--- 行の一覧 ---
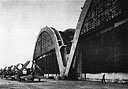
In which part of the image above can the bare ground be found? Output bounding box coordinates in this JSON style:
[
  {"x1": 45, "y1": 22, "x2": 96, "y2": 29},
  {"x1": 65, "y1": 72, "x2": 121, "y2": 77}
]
[{"x1": 0, "y1": 79, "x2": 128, "y2": 89}]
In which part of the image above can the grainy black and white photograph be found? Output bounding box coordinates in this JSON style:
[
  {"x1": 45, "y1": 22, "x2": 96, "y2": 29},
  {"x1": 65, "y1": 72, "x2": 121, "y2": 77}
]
[{"x1": 0, "y1": 0, "x2": 128, "y2": 89}]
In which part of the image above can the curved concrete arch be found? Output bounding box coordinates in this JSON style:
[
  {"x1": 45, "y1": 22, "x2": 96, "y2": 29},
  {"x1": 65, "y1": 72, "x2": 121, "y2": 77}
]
[{"x1": 33, "y1": 26, "x2": 66, "y2": 76}]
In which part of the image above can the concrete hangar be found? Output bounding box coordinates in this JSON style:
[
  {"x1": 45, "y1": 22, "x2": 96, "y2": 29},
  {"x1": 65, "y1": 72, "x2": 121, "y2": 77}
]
[{"x1": 33, "y1": 0, "x2": 128, "y2": 79}]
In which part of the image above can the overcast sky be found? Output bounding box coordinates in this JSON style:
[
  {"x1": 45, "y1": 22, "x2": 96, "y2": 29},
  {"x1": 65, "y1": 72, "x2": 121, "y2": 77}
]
[{"x1": 0, "y1": 0, "x2": 85, "y2": 68}]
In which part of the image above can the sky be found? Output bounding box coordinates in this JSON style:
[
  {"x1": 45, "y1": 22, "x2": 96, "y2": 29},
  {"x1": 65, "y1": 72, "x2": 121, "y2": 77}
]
[{"x1": 0, "y1": 0, "x2": 85, "y2": 68}]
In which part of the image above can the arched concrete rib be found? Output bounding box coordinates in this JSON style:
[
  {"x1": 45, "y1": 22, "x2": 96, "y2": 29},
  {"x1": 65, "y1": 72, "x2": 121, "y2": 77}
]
[
  {"x1": 33, "y1": 26, "x2": 65, "y2": 76},
  {"x1": 64, "y1": 0, "x2": 92, "y2": 77}
]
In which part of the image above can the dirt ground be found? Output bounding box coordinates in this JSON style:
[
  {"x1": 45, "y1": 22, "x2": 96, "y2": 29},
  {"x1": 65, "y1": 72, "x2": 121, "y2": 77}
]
[{"x1": 0, "y1": 79, "x2": 128, "y2": 89}]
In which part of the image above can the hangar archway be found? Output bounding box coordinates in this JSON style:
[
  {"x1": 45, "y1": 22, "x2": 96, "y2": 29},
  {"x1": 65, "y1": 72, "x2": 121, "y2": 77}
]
[{"x1": 33, "y1": 26, "x2": 66, "y2": 76}]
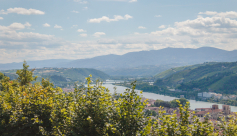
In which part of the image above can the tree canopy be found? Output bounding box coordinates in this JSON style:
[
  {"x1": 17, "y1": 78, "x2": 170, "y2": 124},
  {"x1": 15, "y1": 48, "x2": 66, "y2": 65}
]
[{"x1": 0, "y1": 63, "x2": 237, "y2": 136}]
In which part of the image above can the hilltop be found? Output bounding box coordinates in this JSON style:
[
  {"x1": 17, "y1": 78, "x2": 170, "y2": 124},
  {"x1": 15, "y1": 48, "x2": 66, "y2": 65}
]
[
  {"x1": 1, "y1": 68, "x2": 109, "y2": 87},
  {"x1": 154, "y1": 62, "x2": 237, "y2": 94},
  {"x1": 0, "y1": 47, "x2": 237, "y2": 76}
]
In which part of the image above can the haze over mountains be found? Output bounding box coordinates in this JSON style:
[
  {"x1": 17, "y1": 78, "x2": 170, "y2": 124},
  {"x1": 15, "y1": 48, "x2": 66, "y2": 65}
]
[{"x1": 0, "y1": 47, "x2": 237, "y2": 75}]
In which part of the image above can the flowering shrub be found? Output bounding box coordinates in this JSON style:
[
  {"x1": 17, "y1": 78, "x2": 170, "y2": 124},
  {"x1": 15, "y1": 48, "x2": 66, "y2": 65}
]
[{"x1": 0, "y1": 64, "x2": 237, "y2": 136}]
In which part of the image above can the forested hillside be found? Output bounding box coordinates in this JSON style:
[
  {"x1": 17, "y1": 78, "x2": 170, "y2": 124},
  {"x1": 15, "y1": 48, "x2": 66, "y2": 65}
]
[
  {"x1": 2, "y1": 68, "x2": 109, "y2": 87},
  {"x1": 0, "y1": 63, "x2": 237, "y2": 136},
  {"x1": 154, "y1": 62, "x2": 237, "y2": 94}
]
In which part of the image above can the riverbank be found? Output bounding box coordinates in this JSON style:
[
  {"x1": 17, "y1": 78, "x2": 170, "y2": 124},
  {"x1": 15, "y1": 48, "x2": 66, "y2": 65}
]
[{"x1": 103, "y1": 82, "x2": 237, "y2": 112}]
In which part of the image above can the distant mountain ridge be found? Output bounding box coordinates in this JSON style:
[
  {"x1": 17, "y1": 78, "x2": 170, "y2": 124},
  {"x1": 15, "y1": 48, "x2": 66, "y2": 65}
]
[
  {"x1": 154, "y1": 62, "x2": 237, "y2": 94},
  {"x1": 67, "y1": 47, "x2": 237, "y2": 69},
  {"x1": 0, "y1": 47, "x2": 237, "y2": 75}
]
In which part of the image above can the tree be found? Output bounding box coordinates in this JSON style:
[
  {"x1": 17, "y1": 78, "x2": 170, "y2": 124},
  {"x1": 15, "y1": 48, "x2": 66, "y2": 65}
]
[{"x1": 16, "y1": 61, "x2": 37, "y2": 86}]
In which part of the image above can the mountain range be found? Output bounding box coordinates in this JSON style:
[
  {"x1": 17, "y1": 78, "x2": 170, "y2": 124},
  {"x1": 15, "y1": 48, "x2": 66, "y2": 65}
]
[{"x1": 0, "y1": 47, "x2": 237, "y2": 76}]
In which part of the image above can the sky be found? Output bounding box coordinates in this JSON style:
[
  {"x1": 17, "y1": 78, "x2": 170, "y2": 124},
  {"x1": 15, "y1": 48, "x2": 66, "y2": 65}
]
[{"x1": 0, "y1": 0, "x2": 237, "y2": 63}]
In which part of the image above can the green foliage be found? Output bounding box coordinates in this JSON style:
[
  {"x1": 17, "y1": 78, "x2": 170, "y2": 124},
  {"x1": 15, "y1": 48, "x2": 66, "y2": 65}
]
[
  {"x1": 16, "y1": 61, "x2": 37, "y2": 86},
  {"x1": 0, "y1": 62, "x2": 237, "y2": 136},
  {"x1": 154, "y1": 62, "x2": 237, "y2": 94},
  {"x1": 0, "y1": 72, "x2": 4, "y2": 80}
]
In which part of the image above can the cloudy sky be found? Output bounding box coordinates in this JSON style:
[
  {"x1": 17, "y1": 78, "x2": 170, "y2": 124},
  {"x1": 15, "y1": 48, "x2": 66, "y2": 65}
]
[{"x1": 0, "y1": 0, "x2": 237, "y2": 63}]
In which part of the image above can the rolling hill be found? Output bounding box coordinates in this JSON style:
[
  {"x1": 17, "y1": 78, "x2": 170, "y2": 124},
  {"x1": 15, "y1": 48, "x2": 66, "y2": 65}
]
[
  {"x1": 154, "y1": 62, "x2": 237, "y2": 94},
  {"x1": 0, "y1": 47, "x2": 237, "y2": 76},
  {"x1": 1, "y1": 68, "x2": 110, "y2": 87}
]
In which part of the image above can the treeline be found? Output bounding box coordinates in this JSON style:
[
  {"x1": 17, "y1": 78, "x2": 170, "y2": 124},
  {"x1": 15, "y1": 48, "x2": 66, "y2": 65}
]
[{"x1": 0, "y1": 63, "x2": 237, "y2": 136}]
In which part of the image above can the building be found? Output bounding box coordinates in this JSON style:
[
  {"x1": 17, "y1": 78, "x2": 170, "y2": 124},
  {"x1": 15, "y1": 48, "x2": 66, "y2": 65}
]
[{"x1": 195, "y1": 105, "x2": 231, "y2": 119}]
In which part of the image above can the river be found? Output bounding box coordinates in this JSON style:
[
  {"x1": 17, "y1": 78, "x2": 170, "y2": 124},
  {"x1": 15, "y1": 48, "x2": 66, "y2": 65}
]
[{"x1": 103, "y1": 80, "x2": 237, "y2": 112}]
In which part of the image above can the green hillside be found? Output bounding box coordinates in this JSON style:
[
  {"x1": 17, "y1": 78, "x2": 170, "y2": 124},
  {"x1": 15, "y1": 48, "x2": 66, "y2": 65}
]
[
  {"x1": 2, "y1": 68, "x2": 109, "y2": 87},
  {"x1": 154, "y1": 62, "x2": 237, "y2": 94}
]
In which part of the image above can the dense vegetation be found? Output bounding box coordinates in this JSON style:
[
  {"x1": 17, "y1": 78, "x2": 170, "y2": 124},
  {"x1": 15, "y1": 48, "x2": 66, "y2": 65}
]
[
  {"x1": 154, "y1": 62, "x2": 237, "y2": 94},
  {"x1": 2, "y1": 68, "x2": 109, "y2": 88},
  {"x1": 0, "y1": 63, "x2": 237, "y2": 136}
]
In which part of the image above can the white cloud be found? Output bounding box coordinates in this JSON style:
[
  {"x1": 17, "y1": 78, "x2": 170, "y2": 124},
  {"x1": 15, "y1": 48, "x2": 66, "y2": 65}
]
[
  {"x1": 155, "y1": 15, "x2": 162, "y2": 17},
  {"x1": 71, "y1": 10, "x2": 79, "y2": 13},
  {"x1": 43, "y1": 23, "x2": 50, "y2": 27},
  {"x1": 0, "y1": 8, "x2": 45, "y2": 15},
  {"x1": 24, "y1": 22, "x2": 31, "y2": 27},
  {"x1": 71, "y1": 25, "x2": 78, "y2": 28},
  {"x1": 73, "y1": 0, "x2": 87, "y2": 4},
  {"x1": 8, "y1": 23, "x2": 25, "y2": 30},
  {"x1": 148, "y1": 11, "x2": 237, "y2": 50},
  {"x1": 77, "y1": 29, "x2": 86, "y2": 32},
  {"x1": 159, "y1": 25, "x2": 165, "y2": 29},
  {"x1": 93, "y1": 32, "x2": 105, "y2": 38},
  {"x1": 80, "y1": 34, "x2": 87, "y2": 37},
  {"x1": 198, "y1": 11, "x2": 237, "y2": 18},
  {"x1": 88, "y1": 14, "x2": 133, "y2": 23},
  {"x1": 138, "y1": 26, "x2": 146, "y2": 29},
  {"x1": 54, "y1": 24, "x2": 62, "y2": 29},
  {"x1": 129, "y1": 0, "x2": 137, "y2": 2}
]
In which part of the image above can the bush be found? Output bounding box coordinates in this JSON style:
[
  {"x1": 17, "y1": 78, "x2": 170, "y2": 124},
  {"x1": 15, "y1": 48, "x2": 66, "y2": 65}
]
[{"x1": 0, "y1": 62, "x2": 237, "y2": 136}]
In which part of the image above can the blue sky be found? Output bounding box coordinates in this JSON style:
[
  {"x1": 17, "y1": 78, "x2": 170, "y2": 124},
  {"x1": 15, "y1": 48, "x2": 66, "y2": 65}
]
[{"x1": 0, "y1": 0, "x2": 237, "y2": 63}]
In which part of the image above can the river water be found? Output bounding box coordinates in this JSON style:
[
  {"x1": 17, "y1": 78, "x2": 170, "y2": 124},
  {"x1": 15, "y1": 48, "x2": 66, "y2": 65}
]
[{"x1": 103, "y1": 80, "x2": 237, "y2": 112}]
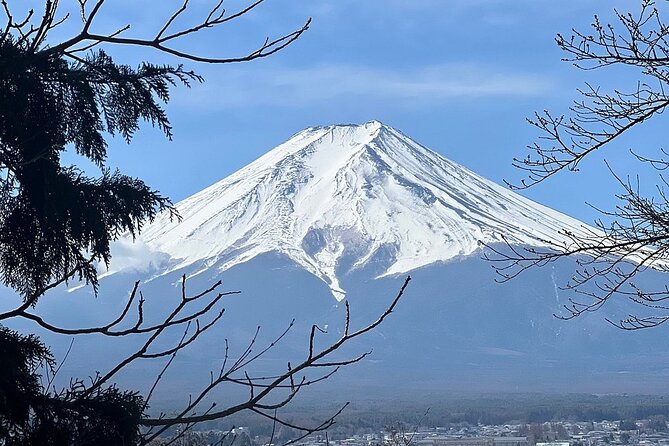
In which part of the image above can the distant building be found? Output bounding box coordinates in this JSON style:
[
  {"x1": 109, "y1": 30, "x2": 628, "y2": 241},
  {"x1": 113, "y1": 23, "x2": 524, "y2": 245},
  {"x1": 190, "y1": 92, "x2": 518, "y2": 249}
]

--- 課題の要件 ---
上の行のうち、「In which part of the image above can the river water」を含む行から最後の行まで（両端を含む）を、一字一句変えずに書き写してもらえますか？画像は回答に含めないでください。

--- 課題の解答 ---
In which part of the image above can the river water be found? Output bounding box coordinates in this JSON style:
[
  {"x1": 17, "y1": 78, "x2": 170, "y2": 124},
  {"x1": 15, "y1": 48, "x2": 66, "y2": 65}
]
[{"x1": 103, "y1": 80, "x2": 237, "y2": 112}]
In which part of the image above can the distant building be found? Output bounding box coordinates in this JSON style:
[
  {"x1": 109, "y1": 30, "x2": 628, "y2": 241},
  {"x1": 113, "y1": 23, "x2": 524, "y2": 245},
  {"x1": 190, "y1": 92, "x2": 518, "y2": 249}
]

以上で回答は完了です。